■ PROVIDED RECORDS:
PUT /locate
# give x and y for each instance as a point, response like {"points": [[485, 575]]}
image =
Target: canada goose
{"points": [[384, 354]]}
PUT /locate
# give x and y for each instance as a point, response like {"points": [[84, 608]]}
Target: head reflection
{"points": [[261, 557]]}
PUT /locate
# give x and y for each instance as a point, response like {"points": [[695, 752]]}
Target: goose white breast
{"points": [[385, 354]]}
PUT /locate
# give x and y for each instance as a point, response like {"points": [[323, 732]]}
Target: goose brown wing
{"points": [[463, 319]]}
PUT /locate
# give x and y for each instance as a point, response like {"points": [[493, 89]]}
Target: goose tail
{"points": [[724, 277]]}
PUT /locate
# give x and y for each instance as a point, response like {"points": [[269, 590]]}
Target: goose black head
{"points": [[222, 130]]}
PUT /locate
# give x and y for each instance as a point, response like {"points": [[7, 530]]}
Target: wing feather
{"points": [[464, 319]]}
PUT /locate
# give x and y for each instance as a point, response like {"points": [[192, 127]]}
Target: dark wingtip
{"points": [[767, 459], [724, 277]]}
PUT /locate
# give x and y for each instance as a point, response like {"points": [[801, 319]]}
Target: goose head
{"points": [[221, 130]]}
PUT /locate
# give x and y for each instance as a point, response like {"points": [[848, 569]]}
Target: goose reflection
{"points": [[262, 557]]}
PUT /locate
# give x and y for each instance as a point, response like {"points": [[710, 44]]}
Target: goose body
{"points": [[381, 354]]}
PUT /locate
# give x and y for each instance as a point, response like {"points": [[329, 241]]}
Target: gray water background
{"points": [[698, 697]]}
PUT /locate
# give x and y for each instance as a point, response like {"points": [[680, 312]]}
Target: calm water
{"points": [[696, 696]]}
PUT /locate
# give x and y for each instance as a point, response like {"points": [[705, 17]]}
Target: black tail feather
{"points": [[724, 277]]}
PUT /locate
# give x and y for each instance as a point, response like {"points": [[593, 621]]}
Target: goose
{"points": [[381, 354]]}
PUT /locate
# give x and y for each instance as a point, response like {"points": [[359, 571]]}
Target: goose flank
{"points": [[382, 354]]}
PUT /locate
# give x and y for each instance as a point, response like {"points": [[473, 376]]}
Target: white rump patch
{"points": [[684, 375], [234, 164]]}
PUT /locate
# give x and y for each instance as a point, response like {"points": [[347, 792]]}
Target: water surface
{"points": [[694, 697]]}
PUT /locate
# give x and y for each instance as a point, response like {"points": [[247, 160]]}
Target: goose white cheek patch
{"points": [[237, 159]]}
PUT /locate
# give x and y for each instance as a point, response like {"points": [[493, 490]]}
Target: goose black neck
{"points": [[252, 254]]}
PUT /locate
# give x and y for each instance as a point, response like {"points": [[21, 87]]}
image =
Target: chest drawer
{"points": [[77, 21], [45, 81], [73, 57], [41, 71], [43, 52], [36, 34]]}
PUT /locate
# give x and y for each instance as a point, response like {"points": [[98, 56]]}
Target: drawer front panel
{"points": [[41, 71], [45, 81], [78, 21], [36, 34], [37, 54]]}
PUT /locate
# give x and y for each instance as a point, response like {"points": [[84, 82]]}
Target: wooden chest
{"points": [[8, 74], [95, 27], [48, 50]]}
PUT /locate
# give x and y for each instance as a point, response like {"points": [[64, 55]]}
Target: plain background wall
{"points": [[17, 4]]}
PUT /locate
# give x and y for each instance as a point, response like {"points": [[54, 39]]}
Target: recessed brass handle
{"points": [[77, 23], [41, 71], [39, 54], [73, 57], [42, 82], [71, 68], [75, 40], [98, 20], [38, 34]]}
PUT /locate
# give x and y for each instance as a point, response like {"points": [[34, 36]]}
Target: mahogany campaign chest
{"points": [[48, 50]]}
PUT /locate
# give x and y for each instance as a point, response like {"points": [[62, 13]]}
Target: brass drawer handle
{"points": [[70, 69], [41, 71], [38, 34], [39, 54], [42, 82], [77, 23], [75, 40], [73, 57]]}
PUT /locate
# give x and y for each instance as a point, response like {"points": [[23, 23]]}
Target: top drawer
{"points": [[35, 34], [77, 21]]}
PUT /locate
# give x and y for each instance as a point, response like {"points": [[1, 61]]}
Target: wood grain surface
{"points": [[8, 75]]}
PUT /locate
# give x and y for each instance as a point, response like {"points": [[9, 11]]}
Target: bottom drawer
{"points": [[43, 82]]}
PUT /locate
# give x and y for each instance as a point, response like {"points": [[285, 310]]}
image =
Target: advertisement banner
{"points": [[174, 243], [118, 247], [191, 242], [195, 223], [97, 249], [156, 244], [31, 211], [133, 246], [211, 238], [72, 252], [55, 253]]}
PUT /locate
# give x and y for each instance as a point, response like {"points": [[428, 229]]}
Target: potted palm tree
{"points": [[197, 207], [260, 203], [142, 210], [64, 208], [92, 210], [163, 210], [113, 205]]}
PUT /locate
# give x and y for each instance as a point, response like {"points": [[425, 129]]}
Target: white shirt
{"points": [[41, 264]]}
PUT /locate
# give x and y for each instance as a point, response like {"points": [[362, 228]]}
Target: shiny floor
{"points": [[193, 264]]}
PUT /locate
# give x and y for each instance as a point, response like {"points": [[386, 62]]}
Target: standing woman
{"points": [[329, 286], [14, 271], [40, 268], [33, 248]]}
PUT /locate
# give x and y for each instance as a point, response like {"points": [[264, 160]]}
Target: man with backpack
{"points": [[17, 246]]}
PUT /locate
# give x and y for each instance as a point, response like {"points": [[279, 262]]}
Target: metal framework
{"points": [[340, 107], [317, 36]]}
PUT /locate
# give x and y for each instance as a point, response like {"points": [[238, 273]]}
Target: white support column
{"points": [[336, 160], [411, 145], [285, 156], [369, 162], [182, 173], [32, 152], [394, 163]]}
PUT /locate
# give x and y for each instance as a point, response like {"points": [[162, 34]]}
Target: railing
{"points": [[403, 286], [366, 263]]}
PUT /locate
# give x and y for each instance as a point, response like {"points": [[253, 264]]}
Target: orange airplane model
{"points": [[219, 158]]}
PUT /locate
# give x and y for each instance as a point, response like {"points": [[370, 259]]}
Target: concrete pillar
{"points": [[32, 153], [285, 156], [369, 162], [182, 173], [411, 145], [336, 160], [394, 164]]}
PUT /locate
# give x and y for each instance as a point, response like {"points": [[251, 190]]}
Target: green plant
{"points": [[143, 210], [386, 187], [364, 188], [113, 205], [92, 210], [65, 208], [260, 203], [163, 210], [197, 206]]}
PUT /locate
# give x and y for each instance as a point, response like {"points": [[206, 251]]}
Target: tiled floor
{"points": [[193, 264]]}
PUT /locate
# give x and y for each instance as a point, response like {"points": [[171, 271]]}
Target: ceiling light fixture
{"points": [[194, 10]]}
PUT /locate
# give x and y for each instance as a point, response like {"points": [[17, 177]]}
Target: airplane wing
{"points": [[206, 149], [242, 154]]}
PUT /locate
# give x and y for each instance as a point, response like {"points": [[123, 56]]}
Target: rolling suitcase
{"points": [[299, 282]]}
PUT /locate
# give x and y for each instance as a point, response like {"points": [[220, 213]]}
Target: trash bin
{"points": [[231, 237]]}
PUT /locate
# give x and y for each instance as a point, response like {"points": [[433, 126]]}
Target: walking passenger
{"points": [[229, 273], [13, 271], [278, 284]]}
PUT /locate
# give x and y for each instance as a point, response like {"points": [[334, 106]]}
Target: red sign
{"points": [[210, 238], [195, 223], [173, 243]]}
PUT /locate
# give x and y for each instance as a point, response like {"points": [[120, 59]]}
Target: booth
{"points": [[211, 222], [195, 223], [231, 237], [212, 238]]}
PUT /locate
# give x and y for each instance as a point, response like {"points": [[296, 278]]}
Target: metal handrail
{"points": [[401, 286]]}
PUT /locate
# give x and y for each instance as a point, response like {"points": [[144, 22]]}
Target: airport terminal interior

■ PROBLEM DESCRIPTION: State how many lines of the records contain the word "reflection", giving only the number.

■ FINISHED TASK: 2